### EXERCISE TASK
Copy the rows from the line with "wall panel --mode=segment" up to and including the line with "[[[203,0],[96,0],[158,58],[152,19],[195,9]]]", keeping every trace command and comment line as it is. In the polygon outlines, offset each coordinate by adding 147 to it.

Shape boundary rows:

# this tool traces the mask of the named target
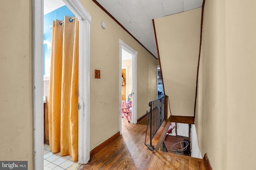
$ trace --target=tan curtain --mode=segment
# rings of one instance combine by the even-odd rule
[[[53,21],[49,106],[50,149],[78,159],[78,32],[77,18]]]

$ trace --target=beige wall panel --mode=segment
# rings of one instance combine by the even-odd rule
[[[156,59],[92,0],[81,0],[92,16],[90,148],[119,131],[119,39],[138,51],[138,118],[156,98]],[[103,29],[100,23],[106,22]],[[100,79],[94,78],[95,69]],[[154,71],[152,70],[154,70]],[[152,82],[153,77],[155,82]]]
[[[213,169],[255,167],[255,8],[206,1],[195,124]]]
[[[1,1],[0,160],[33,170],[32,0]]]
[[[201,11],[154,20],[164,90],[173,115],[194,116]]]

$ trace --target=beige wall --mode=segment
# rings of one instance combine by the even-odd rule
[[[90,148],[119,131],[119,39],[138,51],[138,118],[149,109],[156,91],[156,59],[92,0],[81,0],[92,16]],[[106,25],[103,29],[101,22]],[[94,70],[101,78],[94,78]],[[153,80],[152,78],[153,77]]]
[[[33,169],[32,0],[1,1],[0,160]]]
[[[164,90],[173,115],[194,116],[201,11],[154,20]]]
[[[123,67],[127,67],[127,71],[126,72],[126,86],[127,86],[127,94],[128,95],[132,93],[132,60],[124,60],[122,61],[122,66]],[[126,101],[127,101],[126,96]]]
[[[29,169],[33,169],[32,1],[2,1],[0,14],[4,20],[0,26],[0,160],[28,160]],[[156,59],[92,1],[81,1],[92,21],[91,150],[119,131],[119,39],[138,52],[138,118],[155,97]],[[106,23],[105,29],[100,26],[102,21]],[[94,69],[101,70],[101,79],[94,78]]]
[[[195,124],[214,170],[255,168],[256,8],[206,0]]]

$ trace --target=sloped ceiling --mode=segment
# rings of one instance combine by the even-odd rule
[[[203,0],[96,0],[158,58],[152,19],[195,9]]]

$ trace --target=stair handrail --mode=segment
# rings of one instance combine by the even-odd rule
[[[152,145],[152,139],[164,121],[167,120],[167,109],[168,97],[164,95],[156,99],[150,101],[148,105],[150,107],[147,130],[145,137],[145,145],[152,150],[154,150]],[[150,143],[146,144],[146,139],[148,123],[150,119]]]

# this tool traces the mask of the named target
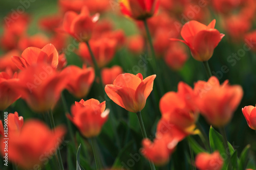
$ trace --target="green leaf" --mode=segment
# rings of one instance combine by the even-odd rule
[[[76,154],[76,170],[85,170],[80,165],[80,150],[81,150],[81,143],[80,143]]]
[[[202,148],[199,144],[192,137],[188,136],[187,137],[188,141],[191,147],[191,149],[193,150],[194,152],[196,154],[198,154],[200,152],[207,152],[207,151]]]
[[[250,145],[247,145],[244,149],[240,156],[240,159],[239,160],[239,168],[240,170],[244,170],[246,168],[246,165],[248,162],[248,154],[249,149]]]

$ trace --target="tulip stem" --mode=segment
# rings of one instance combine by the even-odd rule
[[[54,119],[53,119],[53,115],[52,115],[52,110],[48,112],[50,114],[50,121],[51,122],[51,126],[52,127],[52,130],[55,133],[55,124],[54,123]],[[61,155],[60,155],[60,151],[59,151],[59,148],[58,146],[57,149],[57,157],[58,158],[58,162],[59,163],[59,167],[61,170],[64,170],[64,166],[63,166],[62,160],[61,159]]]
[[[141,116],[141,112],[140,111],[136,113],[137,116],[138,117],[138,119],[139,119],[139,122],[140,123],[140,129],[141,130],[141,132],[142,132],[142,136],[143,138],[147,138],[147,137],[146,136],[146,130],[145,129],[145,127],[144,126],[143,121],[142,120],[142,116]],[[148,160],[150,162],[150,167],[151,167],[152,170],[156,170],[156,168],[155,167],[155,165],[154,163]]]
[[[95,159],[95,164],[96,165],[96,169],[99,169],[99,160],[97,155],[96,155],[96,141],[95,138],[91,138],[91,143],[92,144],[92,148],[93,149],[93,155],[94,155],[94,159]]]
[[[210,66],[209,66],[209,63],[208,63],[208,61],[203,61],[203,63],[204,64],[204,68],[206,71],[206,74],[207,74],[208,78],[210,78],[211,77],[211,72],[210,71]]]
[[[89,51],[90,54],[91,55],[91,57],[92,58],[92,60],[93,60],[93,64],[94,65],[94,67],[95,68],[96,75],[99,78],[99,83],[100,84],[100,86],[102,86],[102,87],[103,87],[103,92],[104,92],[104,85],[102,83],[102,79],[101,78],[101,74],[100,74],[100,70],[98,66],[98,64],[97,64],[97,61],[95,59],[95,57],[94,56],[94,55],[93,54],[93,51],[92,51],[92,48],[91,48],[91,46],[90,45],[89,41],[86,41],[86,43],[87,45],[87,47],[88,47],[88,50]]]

### CORRECT RESPONSE
$ trace --target=beige wall panel --mode=segment
# rings of one instance combine by the even-odd rule
[[[303,206],[239,147],[228,147],[239,163],[237,295],[266,278],[266,186],[285,198],[285,265],[303,245]],[[250,176],[247,170],[253,169]],[[247,226],[241,225],[242,216]],[[301,218],[299,217],[301,217]],[[299,229],[300,224],[302,229]]]
[[[360,316],[402,314],[402,155],[353,148],[342,271]]]
[[[148,148],[147,307],[180,317],[179,147]]]
[[[348,158],[301,167],[311,237],[320,262],[341,263]]]

$ trace --target=beige wall --mode=segment
# rings of one instance combine by the even-odd rule
[[[237,295],[266,278],[266,186],[285,198],[285,265],[296,256],[303,238],[303,206],[239,147],[228,147],[239,163]],[[253,172],[250,176],[248,169]],[[241,217],[248,225],[241,225]],[[300,227],[299,225],[300,224]]]
[[[180,316],[179,147],[148,148],[147,307]]]
[[[311,237],[320,262],[341,263],[348,158],[301,167]]]
[[[270,214],[274,214],[274,218],[273,219],[273,233],[274,233],[274,241],[275,242],[279,240],[279,207],[271,207],[269,208],[269,213]],[[273,248],[274,248],[273,243]]]
[[[176,316],[180,316],[179,148],[149,148],[147,161],[151,167],[147,173],[147,307],[175,307]],[[303,206],[239,148],[228,148],[239,168],[238,297],[266,278],[266,186],[285,199],[285,265],[302,244]],[[253,170],[252,176],[247,173],[249,168]],[[241,216],[248,217],[248,226],[241,225]]]
[[[342,271],[361,317],[402,315],[403,155],[353,147]]]

$ trace --target=sloped ceiling --mode=segment
# rings of one instance combine by the even-odd rule
[[[350,147],[243,147],[305,205],[299,166],[342,156]]]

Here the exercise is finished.